Data section ->
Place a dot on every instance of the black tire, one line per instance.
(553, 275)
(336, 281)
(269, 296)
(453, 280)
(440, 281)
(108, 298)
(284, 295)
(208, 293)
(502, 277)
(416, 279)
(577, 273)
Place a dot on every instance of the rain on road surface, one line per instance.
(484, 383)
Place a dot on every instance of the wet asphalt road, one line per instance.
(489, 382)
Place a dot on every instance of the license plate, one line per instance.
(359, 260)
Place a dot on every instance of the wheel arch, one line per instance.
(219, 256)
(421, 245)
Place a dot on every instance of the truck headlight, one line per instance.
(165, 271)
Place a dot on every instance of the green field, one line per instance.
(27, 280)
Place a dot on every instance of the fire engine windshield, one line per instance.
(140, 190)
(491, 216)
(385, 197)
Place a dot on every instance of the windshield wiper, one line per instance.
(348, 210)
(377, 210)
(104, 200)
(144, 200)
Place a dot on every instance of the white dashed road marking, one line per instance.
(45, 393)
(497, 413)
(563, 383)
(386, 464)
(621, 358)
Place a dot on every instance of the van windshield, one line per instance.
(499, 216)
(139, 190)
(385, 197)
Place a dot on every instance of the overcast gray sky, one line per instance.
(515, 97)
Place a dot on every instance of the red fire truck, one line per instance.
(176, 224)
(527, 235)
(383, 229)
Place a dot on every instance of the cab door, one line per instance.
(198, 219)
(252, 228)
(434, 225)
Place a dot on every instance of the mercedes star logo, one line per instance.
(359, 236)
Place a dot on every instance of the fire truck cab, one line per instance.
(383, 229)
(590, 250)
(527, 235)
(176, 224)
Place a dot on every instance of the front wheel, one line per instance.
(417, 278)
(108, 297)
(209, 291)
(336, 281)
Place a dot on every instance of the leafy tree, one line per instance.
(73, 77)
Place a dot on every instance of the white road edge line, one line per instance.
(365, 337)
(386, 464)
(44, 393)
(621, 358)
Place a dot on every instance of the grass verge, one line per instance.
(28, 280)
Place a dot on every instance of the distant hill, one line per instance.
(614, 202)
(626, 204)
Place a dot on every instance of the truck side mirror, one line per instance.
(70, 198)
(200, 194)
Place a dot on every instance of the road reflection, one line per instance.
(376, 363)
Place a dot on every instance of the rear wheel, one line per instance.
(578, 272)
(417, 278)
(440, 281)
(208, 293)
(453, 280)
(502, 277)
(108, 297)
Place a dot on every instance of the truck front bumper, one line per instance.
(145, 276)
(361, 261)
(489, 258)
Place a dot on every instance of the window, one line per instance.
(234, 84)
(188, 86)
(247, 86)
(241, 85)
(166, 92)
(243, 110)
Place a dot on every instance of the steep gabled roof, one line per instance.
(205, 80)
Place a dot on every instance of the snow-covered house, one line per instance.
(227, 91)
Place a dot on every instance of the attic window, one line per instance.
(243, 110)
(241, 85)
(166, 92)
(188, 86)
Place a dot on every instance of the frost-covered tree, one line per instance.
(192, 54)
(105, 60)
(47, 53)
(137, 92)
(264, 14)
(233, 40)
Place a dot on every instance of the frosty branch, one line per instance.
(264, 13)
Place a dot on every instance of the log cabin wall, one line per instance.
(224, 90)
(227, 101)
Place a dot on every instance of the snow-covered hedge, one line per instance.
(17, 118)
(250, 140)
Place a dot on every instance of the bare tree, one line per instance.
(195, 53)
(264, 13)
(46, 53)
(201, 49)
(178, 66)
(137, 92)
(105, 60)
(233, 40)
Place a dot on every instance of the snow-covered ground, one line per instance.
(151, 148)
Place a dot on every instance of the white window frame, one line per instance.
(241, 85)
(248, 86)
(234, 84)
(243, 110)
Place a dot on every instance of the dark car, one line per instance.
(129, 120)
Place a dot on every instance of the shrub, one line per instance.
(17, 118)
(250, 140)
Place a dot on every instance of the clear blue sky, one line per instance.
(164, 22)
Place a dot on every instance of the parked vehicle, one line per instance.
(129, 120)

Task statement -> Rewrite all the lines above, changing each "Place a dot on" to "Put a point on" and keeping everything else as it is.

Full answer ->
Put a point on every instance of the black tire, one line per instance.
(553, 275)
(336, 281)
(269, 296)
(453, 280)
(440, 281)
(108, 298)
(284, 295)
(208, 293)
(502, 277)
(416, 279)
(577, 273)
Put a point on every instance of the rain on road surface, one line per instance.
(484, 383)
Put a point on every instance of the wet asphalt road, one line per instance.
(489, 382)
Put a point on every instance of the license plate, one line per instance.
(359, 260)
Put a point on every instance of the wheel arch, one line per instance.
(219, 256)
(421, 245)
Put a point on every instance of the truck headlight, one line per instance.
(165, 271)
Put a point on every instance of the green field, one line per instance.
(27, 280)
Put a point on every instance of the fire engine windshield, one line per instance.
(140, 190)
(491, 216)
(385, 197)
Put a point on every instance of the windshield wiper, one line per instance.
(348, 210)
(377, 210)
(104, 200)
(144, 200)
Put a point on every instance of the white dashed road marking, one line per instance.
(45, 393)
(497, 413)
(563, 383)
(386, 464)
(621, 358)
Put a point on every instance of the van windshield, one line per instance.
(499, 216)
(139, 190)
(385, 197)
Put a point on every instance of the overcast gray sky, one line per instance.
(515, 97)
Put a point on every instance of the red fire truck, one line per instance.
(176, 224)
(527, 235)
(383, 229)
Put a point on every instance of the cab door, one line per instance.
(198, 219)
(252, 228)
(434, 225)
Put a point on every instance of the mercedes star logo, one line per instance.
(359, 236)
Put a point on every instance of the fire truck cab, one line per instance.
(383, 229)
(590, 250)
(527, 235)
(176, 224)
Put a point on every instance of the front wheel, one line per instance.
(417, 278)
(108, 297)
(209, 291)
(336, 281)
Put a point on every instance of the leafy tree, one line per instance.
(73, 77)
Put a point on every instance of the white road edge line, one line per instance.
(365, 337)
(386, 464)
(44, 393)
(621, 358)
Put a point on every instance of the grass verge, one line per instance.
(28, 280)
Put a point on every instance of the distant hill, one line per instance.
(614, 202)
(626, 204)
Put a point on every instance of the truck side mirror, one line per instance.
(70, 198)
(200, 194)
Put a point on every instance of the road reflection, one line per instance.
(376, 363)
Put a point on every instance of the rear wheel, one line per instance.
(578, 272)
(417, 278)
(440, 281)
(208, 293)
(453, 280)
(502, 277)
(108, 297)
Put a point on every instance of the truck front bumper, one line per instance.
(145, 276)
(361, 261)
(489, 258)
Put a point on every instance of the window, one line per instance.
(234, 84)
(188, 86)
(247, 86)
(241, 85)
(166, 92)
(243, 110)
Put a point on every instance of the steep gabled roof, one line per instance.
(205, 80)
Put a point on every instance of the snow-covered house, one line per instance.
(227, 91)
Put a point on every instance of the attic window, one line per instance.
(243, 110)
(241, 85)
(166, 92)
(188, 86)
Put a point on every instance of the frost-covered tree, one line per instance.
(192, 54)
(105, 60)
(47, 53)
(137, 92)
(264, 14)
(233, 40)
Put a point on every instance of the frosty branch, one line per instance.
(264, 13)
Put a point on every instance of the log cabin wall, one line per instance.
(224, 90)
(227, 101)
Put a point on every instance of the snow-covered hedge, one line per instance.
(17, 118)
(250, 140)
Put a point on every instance of the bare tree, one line per instance.
(195, 53)
(264, 13)
(46, 53)
(201, 49)
(178, 66)
(137, 92)
(105, 60)
(233, 40)
Put a point on every instance of the snow-covered ground, one line per instance.
(151, 148)
Put a point on every instance of the white window frame, one line per instance.
(241, 85)
(248, 86)
(234, 84)
(243, 110)
Put a point on every instance of the dark car, one line per instance.
(129, 120)
Put a point on every instance of the shrub, one line per instance.
(17, 118)
(250, 140)
Put a point on every instance of the clear blue sky, one line per instance.
(164, 22)
Put a point on every instance of the parked vehicle, one line per instance.
(129, 120)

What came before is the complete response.